## PROBLEM REQUIREMENTS
Extract every line starting at the line that contains "mast and give integer pixel coordinates." and ending with the final line of the data, inclusive; give only those lines, word for word.

## TASK INPUTS

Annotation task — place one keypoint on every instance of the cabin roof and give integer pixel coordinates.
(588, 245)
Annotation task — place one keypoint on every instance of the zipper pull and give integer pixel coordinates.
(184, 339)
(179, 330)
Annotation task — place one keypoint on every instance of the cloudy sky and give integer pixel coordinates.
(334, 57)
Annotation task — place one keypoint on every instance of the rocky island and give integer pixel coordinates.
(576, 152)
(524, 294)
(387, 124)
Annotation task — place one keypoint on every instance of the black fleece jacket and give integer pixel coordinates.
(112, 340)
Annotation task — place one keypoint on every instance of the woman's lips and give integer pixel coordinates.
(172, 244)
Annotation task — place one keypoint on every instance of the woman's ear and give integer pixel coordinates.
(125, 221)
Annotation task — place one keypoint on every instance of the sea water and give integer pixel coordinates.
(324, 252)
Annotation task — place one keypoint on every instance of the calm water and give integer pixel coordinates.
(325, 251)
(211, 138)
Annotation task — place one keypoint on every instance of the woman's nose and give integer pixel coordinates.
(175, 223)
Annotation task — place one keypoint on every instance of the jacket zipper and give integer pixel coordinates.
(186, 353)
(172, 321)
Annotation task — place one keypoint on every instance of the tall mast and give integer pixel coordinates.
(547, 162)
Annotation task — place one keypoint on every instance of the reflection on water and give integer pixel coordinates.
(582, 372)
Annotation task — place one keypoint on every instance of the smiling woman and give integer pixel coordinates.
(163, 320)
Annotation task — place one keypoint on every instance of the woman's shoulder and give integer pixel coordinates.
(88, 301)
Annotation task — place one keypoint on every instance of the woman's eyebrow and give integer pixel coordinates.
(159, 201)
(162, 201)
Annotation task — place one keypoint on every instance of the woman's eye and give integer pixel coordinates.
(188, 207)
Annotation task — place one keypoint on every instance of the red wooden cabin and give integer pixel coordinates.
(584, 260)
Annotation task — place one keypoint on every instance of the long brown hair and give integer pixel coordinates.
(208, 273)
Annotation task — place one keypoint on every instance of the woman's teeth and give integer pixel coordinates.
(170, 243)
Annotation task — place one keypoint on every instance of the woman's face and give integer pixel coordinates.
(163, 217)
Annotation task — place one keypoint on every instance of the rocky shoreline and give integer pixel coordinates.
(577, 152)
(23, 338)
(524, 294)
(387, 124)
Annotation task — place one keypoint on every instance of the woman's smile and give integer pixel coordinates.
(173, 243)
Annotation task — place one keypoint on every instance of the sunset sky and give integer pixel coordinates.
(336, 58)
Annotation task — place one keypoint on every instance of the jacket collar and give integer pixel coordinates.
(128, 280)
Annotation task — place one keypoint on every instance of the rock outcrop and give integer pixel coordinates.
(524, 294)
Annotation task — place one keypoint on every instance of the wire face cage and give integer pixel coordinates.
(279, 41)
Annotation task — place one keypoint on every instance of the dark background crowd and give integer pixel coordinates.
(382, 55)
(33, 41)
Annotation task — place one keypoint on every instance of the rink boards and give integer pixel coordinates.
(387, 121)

## ANSWER TO THIS TASK
Annotation task — place one keypoint on every instance of the tall mast and give integer pixel coordinates.
(547, 162)
Annotation task — place one keypoint on every instance of the reflection on water and give integer pixel coordinates.
(582, 372)
Annotation task — place one keypoint on every instance of the smiling woman and give integer pixel coordinates.
(163, 320)
Annotation task — place one keypoint on every instance of the woman's shoulder and give integer pixel coordinates.
(88, 301)
Annotation task — place one keypoint on every instance of the woman's eyebrow and give integer pixel coordinates.
(159, 201)
(162, 201)
Annotation task — place one keypoint on every instance of the woman's eye and give integer pixel coordinates.
(188, 207)
Annotation task — place one keypoint on every instance of the red wooden cabin and give integer pixel coordinates.
(584, 260)
Annotation task — place one keypoint on every instance of the long brown hair and give integer pixel coordinates.
(208, 273)
Annotation task — place one keypoint on every instance of the woman's teeth and give integer pixel coordinates.
(170, 243)
Annotation task — place one keypoint on every instance of the woman's face and give integer pixel coordinates.
(163, 217)
Annotation task — place one keypoint on every instance of the rocky shoreline and give integer pixel coordinates.
(577, 152)
(23, 338)
(524, 294)
(387, 124)
Annotation task — place one keypoint on every instance of the woman's smile and give integer pixel coordinates.
(173, 243)
Annotation task — place one keypoint on every instance of the sunset sky and give integer pixel coordinates.
(336, 58)
Annotation task — place one keypoint on every instance of the jacket collar and give integer pixel coordinates.
(128, 280)
Annotation task — place one keypoint on every instance of the rock outcrop and give integer pixel coordinates.
(524, 294)
Annotation task — place one keypoint on every instance of the wire face cage and give integer pixel coordinates.
(279, 41)
Annotation task — place one keypoint on every instance of the dark background crowd and give integer pixel coordinates.
(382, 55)
(33, 41)
Annotation task — place one keypoint on every instance of the rink boards and give integer pixel coordinates.
(387, 121)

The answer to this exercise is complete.